EXERCISE INSTRUCTIONS » Return the data exactly, but only from the line containing "Target: jean pocket" through its last line.

RECORDS FOR THE TASK »
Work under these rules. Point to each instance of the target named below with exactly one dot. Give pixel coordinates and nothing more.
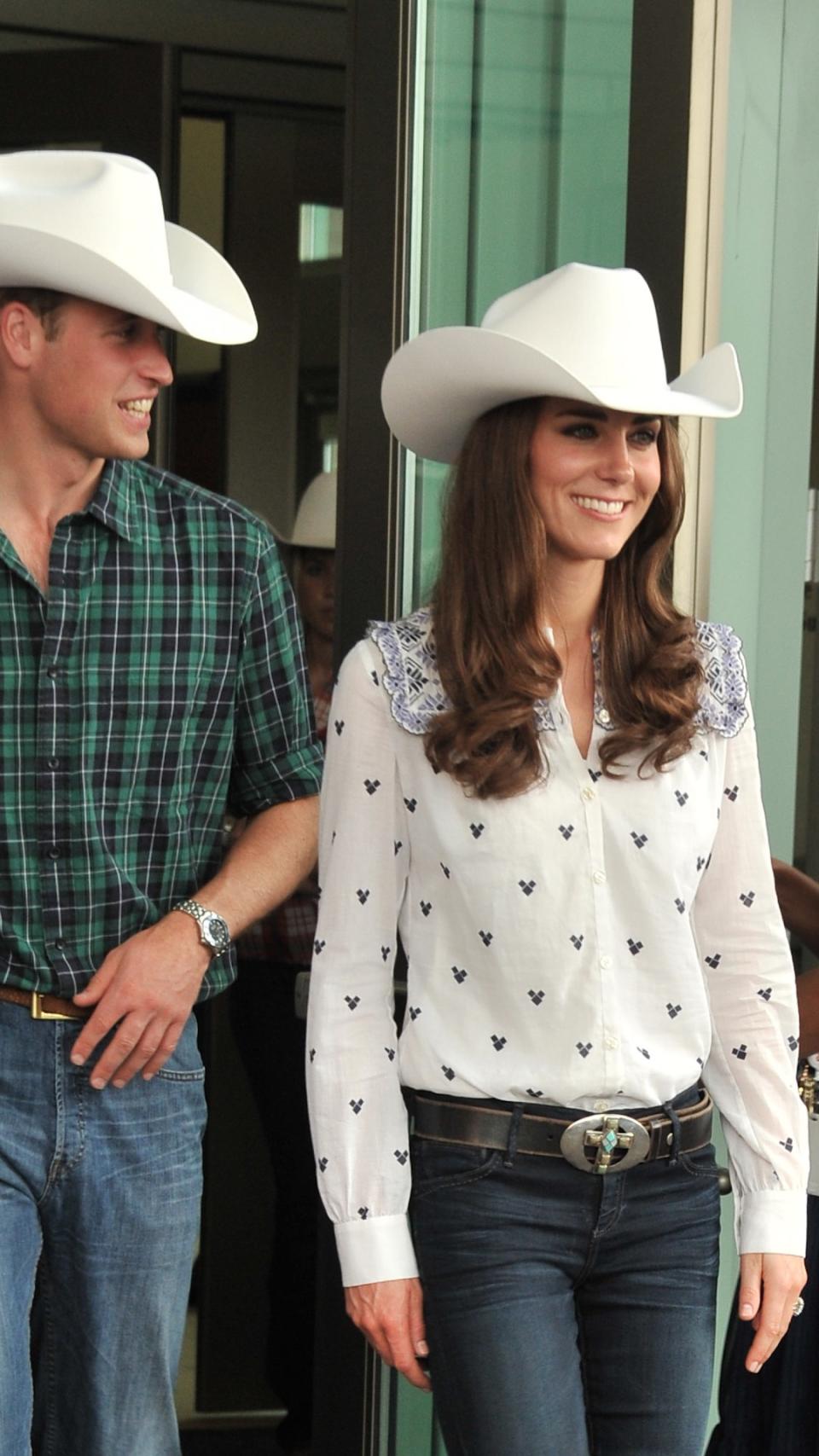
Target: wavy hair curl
(491, 603)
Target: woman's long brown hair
(490, 607)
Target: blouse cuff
(375, 1250)
(771, 1222)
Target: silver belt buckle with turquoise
(592, 1143)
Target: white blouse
(594, 943)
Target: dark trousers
(567, 1314)
(271, 1044)
(774, 1412)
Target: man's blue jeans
(100, 1206)
(567, 1312)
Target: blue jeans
(100, 1206)
(567, 1312)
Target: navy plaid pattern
(160, 685)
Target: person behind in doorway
(152, 677)
(270, 1027)
(549, 784)
(779, 1414)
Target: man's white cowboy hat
(579, 333)
(90, 223)
(315, 519)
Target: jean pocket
(701, 1163)
(438, 1167)
(184, 1063)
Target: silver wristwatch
(213, 929)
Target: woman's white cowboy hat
(315, 519)
(579, 333)
(90, 223)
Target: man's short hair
(43, 302)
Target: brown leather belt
(43, 1006)
(601, 1142)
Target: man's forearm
(265, 864)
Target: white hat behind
(315, 519)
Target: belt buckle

WRITTEN ANSWER »
Target: jean pocket
(701, 1163)
(438, 1167)
(184, 1063)
Target: silver wristwatch
(213, 929)
Target: woman's white cowboy hat
(315, 519)
(579, 333)
(90, 223)
Target: man's short hair
(43, 302)
Target: brown leather belt
(43, 1006)
(601, 1142)
Target: man's forearm
(265, 864)
Target: white hat behind
(315, 519)
Target: belt buckle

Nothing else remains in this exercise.